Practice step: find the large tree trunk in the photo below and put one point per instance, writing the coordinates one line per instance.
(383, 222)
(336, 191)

______

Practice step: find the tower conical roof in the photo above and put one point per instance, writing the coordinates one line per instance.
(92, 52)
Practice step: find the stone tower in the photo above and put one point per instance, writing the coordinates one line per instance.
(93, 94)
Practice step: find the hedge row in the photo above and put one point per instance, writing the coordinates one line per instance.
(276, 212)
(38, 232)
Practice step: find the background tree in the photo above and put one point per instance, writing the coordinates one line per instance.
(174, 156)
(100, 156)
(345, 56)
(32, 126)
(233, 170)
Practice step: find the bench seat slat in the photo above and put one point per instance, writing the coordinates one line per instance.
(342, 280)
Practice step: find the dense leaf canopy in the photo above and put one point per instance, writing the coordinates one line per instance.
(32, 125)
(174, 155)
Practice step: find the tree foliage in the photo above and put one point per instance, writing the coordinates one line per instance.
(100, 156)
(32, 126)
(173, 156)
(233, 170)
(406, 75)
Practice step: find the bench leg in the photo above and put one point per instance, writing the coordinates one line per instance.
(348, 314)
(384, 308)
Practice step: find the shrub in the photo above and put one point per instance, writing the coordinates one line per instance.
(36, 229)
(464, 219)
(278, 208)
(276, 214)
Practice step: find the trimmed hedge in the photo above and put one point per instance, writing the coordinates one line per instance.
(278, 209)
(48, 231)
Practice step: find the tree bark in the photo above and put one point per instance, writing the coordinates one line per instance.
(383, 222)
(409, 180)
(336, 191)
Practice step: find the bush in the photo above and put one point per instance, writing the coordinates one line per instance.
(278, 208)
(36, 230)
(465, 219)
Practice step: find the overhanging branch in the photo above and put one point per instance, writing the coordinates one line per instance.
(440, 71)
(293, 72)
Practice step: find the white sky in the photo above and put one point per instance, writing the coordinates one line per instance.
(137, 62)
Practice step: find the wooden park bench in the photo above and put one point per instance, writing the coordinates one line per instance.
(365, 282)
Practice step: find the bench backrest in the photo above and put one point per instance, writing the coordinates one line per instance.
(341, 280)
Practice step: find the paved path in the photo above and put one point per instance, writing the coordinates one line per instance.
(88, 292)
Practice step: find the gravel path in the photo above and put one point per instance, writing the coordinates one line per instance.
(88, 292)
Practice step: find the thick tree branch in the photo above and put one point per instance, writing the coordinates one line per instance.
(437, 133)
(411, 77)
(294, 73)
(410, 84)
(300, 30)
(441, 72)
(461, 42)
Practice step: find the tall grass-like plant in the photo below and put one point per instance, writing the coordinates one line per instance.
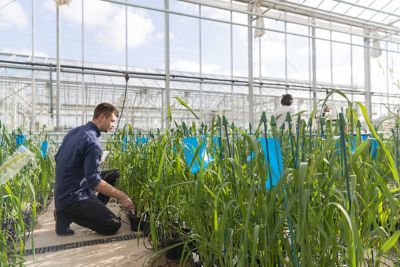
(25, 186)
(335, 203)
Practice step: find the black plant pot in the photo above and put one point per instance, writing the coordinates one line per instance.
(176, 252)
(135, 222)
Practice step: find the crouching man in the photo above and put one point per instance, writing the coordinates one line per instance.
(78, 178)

______

- [Work to be completed]: Count the lines in the two blocks above that contain the word "below", treating uppercase and lowercase as different. Reply with the number alone.

- [The completed task]: 2